Description of the task>
Go through the listing below and return each line that includes "window".

Extracted records>
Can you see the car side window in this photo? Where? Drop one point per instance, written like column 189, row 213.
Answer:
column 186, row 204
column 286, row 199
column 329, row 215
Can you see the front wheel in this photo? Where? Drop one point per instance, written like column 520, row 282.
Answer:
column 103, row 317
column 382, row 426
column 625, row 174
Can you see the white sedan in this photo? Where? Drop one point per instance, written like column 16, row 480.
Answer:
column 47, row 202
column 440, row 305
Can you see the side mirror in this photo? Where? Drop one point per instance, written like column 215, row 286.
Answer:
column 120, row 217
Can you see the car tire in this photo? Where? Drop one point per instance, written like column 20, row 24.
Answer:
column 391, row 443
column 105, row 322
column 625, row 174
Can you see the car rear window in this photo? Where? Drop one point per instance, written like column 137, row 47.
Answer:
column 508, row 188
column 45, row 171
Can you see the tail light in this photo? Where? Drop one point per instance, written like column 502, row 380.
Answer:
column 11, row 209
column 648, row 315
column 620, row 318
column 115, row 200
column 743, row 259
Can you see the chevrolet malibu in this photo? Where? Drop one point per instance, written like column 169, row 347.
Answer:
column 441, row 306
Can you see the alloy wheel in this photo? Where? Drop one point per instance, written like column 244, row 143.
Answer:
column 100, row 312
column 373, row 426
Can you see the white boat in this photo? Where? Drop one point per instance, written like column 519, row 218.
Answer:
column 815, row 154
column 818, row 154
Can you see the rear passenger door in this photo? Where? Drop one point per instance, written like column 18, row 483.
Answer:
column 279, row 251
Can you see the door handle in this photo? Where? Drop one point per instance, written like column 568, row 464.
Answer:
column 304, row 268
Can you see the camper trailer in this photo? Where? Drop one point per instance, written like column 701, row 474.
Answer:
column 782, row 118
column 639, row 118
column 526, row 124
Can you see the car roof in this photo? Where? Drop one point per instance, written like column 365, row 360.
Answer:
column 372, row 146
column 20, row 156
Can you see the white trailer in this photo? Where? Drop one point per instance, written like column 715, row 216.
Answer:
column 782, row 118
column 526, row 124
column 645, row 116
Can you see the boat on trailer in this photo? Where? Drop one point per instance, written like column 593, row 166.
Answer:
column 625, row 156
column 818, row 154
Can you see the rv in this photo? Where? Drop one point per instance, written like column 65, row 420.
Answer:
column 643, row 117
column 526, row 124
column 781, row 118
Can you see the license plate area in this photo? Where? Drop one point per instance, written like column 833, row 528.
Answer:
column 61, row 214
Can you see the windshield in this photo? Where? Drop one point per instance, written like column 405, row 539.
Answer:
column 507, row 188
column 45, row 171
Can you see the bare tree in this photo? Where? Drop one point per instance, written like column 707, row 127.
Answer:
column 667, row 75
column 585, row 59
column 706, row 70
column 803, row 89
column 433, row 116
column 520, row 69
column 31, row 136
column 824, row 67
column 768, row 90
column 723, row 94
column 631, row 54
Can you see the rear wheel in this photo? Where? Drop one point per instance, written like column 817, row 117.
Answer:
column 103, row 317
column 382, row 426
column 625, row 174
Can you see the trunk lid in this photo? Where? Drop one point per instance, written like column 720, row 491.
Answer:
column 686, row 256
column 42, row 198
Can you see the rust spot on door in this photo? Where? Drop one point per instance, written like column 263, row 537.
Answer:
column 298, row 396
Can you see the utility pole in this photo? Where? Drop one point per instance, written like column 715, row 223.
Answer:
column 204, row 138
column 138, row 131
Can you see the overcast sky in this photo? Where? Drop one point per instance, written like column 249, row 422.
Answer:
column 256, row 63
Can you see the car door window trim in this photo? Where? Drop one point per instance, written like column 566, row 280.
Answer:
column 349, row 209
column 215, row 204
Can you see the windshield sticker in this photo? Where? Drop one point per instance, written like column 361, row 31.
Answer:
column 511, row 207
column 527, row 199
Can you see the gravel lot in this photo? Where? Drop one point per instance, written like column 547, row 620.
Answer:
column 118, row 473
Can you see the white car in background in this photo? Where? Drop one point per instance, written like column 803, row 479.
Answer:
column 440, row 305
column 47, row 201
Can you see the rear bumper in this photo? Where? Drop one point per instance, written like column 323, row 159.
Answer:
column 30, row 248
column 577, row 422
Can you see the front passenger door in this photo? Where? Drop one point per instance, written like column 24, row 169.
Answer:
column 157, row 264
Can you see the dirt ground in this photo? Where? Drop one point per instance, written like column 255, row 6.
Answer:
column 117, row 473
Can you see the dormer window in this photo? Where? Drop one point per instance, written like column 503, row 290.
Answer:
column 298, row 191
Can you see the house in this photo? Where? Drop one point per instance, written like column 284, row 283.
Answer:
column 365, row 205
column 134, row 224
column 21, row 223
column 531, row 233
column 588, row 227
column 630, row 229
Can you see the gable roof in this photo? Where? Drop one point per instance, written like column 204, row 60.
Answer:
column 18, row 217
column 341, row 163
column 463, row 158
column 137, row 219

Answer space>
Can you see the car side window in this photo? Where? Drop one point per instance, written like column 189, row 213.
Can you see the car rear window in this photo? Where? Drop one point per instance, written like column 137, row 47.
Can you see the car door window trim in this photo? Where? Drop one point per instance, written like column 566, row 280.
Can you see the dormer window in this photo? Where? Drop one point per instance, written like column 503, row 290.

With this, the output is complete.